═════ Fragmento del texto

De hecho, los debates que han tenido lugar alrededor del largo proceso político de investiduras fallidas han estado más centrados en la legitimidad para ocupar el poder, que en la necesidad o viabilidad de políticas sustanciales para el país. Algunas bastante urgentes. No es que cuestiones como la corrupción no sean importantes, estando en el centro de los debates sobre la legitimidad para gobernar el país, sino que precisamente a este país, que espera ser gobernado legítimamente, le gustaría saber qué puede llegar a ser de él en los próximos años. Al menos, tener proyectos de futuro en un momento en el que abundan las noticias sobre distopías cercanas: más recortes en servicios sociales para cumplir con los compromisos de deuda pública, pensiones públicas amenazadas de agotamiento, etc.
Estamos en modo de espera. Algo que afecta -y creo que no muy positivamente- a todos los sectores de la sociedad y la producción. Pero hay algunos potenciales proyectos que parecen llevar en funciones mucho más tiempo que el que experimentamos desde la convocatoria de elecciones generales para diciembre de 2015. Y más que sectores, lo principalmente agraviado es eso que llamamos reformas estructurales, por su carácter transversal, como se dice ahora, en la medida que atraviesan buena parte de los fundamentos de la sociedad y, sobre todo, de lo que la sociedad quiere llegar a ser. Si es que quiere llegar a ser algo como tal sociedad, que supongo que sí, a pesar del vapuleo sufrido durante los últimos años.
Una de esas reformas estructurales tiene que ver con nuestras posibilidades de configurarnos en sociedad del aprendizaje. Es decir, en la implantación de una cultura que nos lleve a aprender a aprender y, así, aumentar nuestras capacidades: productivas, para la información y, sobre todo, para organizarnos y saber hacer las cosas mejor. De no conseguirlo, en un mundo tan sumamente competitivo como el que vivimos, en el que la competencia -para bien y para mal- viene desde todos los rincones del planeta, la distancia de nuestros estándares de bienestar de los de aquellas sociedades que llevan siendo sociedades del aprendizaje desde hace tiempo no hará sino agrandarse.
Siguiendo a autores como el Premio Nobel Stiglitz, la configuración de una sociedad del aprendizaje no tiene que ver tanto con la innovación, entendida ésta como la capacidad para inventar aparatos y muy vinculada a los avances tecnológicos, como con la capacidad para aprender cómo hacer las cosas mejor. Su interesante aporte subraya que esto se consigue mejor con políticas industriales adecuadas, resaltando el gran papel que juegan en esta sociedad del aprendizaje las grandes corporaciones industriales que actúan en un mercado global competitivo. Por su propio interés, siguiendo en parte la filosofía de Adam Smith, aprenden, tratándose de un aprendizaje que termina expandiéndose por toda la sociedad en la que están localizadas. Tras la asunción y rentabilización interna del aprendizaje, la difusión del mismo.

══════════
═════ Filas de datos

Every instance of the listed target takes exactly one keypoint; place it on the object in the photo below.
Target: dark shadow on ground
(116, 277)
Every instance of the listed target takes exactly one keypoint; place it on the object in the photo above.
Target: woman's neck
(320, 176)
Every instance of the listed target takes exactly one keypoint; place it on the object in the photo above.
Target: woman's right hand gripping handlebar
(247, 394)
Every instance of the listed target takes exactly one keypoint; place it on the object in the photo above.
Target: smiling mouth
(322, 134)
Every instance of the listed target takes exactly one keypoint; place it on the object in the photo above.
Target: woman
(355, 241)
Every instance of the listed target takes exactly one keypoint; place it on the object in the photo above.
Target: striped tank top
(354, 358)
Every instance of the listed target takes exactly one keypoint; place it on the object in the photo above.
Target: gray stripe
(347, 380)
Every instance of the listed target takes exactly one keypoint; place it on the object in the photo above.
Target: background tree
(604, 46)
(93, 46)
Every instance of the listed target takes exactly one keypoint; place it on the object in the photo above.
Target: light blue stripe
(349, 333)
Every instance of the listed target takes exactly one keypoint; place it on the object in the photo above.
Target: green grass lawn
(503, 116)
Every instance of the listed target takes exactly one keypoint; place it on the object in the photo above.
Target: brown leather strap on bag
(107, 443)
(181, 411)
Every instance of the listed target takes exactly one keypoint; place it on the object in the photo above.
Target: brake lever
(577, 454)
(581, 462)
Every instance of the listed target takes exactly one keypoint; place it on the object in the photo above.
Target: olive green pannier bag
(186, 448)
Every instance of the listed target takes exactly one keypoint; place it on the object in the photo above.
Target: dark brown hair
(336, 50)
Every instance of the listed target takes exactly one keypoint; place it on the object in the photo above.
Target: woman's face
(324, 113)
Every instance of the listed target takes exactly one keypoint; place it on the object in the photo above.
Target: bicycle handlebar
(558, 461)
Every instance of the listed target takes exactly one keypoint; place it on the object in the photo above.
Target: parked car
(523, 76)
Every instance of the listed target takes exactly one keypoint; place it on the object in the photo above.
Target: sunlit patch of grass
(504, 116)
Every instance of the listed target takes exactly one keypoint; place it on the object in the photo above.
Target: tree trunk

══════════

Extraiga del texto sobre la sociedad del aprendizaje el pasaje que va desde "Siguiendo a autores" hasta "difusión del mismo.", ambos incluidos, y cópielo sin cambio alguno.

## Respuesta:
Siguiendo a autores como el Premio Nobel Stiglitz, la configuración de una sociedad del aprendizaje no tiene que ver tanto con la innovación, entendida ésta como la capacidad para inventar aparatos y muy vinculada a los avances tecnológicos, como con la capacidad para aprender cómo hacer las cosas mejor. Su interesante aporte subraya que esto se consigue mejor con políticas industriales adecuadas, resaltando el gran papel que juegan en esta sociedad del aprendizaje las grandes corporaciones industriales que actúan en un mercado global competitivo. Por su propio interés, siguiendo en parte la filosofía de Adam Smith, aprenden, tratándose de un aprendizaje que termina expandiéndose por toda la sociedad en la que están localizadas. Tras la asunción y rentabilización interna del aprendizaje, la difusión del mismo.